--- START ---

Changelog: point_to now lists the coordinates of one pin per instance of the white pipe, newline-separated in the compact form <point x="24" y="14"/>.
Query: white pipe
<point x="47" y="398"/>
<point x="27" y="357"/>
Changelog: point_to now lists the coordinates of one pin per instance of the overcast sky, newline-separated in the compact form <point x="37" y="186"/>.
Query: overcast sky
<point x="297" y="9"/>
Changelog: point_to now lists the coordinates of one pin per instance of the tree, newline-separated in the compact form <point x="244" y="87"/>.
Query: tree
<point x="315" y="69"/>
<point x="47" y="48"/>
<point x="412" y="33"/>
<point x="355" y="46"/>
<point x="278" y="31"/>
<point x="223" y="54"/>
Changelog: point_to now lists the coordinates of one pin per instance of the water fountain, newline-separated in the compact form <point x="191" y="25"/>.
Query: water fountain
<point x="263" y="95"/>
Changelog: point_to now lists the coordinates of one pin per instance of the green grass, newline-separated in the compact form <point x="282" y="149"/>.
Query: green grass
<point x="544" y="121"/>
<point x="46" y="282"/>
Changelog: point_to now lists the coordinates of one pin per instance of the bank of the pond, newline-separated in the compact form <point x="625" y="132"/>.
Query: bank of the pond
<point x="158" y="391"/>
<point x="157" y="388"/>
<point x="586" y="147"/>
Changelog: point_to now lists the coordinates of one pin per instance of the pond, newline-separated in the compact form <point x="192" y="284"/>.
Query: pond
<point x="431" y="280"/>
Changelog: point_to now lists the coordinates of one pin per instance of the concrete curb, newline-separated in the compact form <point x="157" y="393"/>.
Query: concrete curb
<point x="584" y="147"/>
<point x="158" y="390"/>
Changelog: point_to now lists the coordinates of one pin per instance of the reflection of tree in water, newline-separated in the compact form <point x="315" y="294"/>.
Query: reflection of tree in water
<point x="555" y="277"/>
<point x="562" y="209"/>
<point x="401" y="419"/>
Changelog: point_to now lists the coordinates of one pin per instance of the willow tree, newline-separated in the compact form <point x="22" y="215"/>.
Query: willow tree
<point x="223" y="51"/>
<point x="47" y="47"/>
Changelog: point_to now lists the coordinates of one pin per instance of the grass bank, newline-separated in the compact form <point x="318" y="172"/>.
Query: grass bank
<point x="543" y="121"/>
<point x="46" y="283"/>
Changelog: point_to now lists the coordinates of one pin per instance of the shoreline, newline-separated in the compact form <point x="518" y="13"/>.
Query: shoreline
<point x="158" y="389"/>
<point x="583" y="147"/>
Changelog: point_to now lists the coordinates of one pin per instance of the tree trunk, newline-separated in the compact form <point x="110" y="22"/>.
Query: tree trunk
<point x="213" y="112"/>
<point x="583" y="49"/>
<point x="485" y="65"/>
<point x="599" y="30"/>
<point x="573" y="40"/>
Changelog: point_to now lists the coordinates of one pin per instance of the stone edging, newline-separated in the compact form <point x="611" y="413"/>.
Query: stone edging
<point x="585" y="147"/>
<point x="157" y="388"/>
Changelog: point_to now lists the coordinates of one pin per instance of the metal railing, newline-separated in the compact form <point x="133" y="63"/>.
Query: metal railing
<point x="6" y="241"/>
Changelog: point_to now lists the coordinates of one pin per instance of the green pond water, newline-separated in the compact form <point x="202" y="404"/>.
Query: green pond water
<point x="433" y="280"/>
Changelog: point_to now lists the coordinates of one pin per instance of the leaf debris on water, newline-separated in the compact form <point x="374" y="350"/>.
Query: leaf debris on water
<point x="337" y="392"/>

--- END ---

-- PROMPT --
The full set of entries must be printed again without any alteration.

-- RESULT BELOW --
Changelog: point_to now lists the coordinates of one pin per instance of the white pipe, newline-separated in the compact form <point x="24" y="14"/>.
Query: white pipe
<point x="47" y="398"/>
<point x="27" y="357"/>
Changelog: point_to now lists the coordinates of one pin per instance of the overcast sky, newline-separated in the compact form <point x="37" y="186"/>.
Query: overcast sky
<point x="297" y="9"/>
Changelog: point_to now lists the coordinates of one pin per instance of the tree, newline-separated in the compact form <point x="244" y="87"/>.
Query: tree
<point x="315" y="69"/>
<point x="47" y="48"/>
<point x="412" y="33"/>
<point x="355" y="46"/>
<point x="278" y="31"/>
<point x="223" y="54"/>
Changelog: point_to now lists the coordinates of one pin per instance of the water fountain, newline-separated in the compact form <point x="191" y="25"/>.
Query: water fountain
<point x="263" y="95"/>
Changelog: point_to now lists the coordinates of one pin per instance of the green grass, newline-separated in the compact form <point x="282" y="149"/>.
Query: green grass
<point x="544" y="121"/>
<point x="46" y="282"/>
Changelog: point_to now lists the coordinates of one pin per instance of the bank of the pond, newline-separated in the compact form <point x="625" y="132"/>.
Query: bank of the pond
<point x="158" y="391"/>
<point x="157" y="388"/>
<point x="586" y="147"/>
Changelog: point_to now lists the coordinates of one pin per instance of the pond, newline-separated in the compact form <point x="192" y="284"/>.
Query: pond
<point x="431" y="280"/>
Changelog: point_to now lists the coordinates of one pin per instance of the concrete curb, newline-separated in the compact form <point x="157" y="393"/>.
Query: concrete curb
<point x="584" y="147"/>
<point x="158" y="390"/>
Changelog: point_to now lists the coordinates of one pin per instance of the reflection of tree in water, newline-separated in the compact form <point x="315" y="294"/>.
Query: reflection of tree in water
<point x="555" y="277"/>
<point x="562" y="209"/>
<point x="401" y="419"/>
Changelog: point_to now lists the coordinates of one pin per instance of the willow tree, newline-separated in the compact form <point x="22" y="215"/>.
Query: willow tree
<point x="223" y="51"/>
<point x="47" y="47"/>
Changelog: point_to now lists the coordinates of one pin per instance of the grass bank, newline-separated in the compact form <point x="318" y="172"/>.
Query: grass bank
<point x="543" y="121"/>
<point x="46" y="283"/>
Changelog: point_to now lists the coordinates of one pin per instance of the shoreline, newline-separated in the compact form <point x="518" y="13"/>.
Query: shoreline
<point x="158" y="389"/>
<point x="583" y="147"/>
Changelog: point_to now lists the coordinates of one pin per instance of the tree trunk, newline-separated in the compact form <point x="110" y="22"/>.
Query: tree trunk
<point x="213" y="112"/>
<point x="583" y="49"/>
<point x="485" y="65"/>
<point x="599" y="30"/>
<point x="573" y="40"/>
Changelog: point_to now lists the coordinates of one pin per instance of the stone edging, newline-separated in the compact form <point x="611" y="413"/>.
Query: stone edging
<point x="585" y="147"/>
<point x="157" y="388"/>
Changelog: point_to now lists the coordinates of one pin per instance of the metal railing, newline-separated in the compact form <point x="133" y="63"/>.
Query: metal railing
<point x="6" y="241"/>
Changelog: point_to now lists the coordinates of one pin per instance of the green pond water, newline-separated in the compact form <point x="202" y="404"/>.
Query: green pond water
<point x="433" y="280"/>
Changelog: point_to now lists the coordinates of one pin per instance of the leaf debris on water, newline-separated in the compact form <point x="374" y="350"/>.
Query: leaf debris on water
<point x="337" y="392"/>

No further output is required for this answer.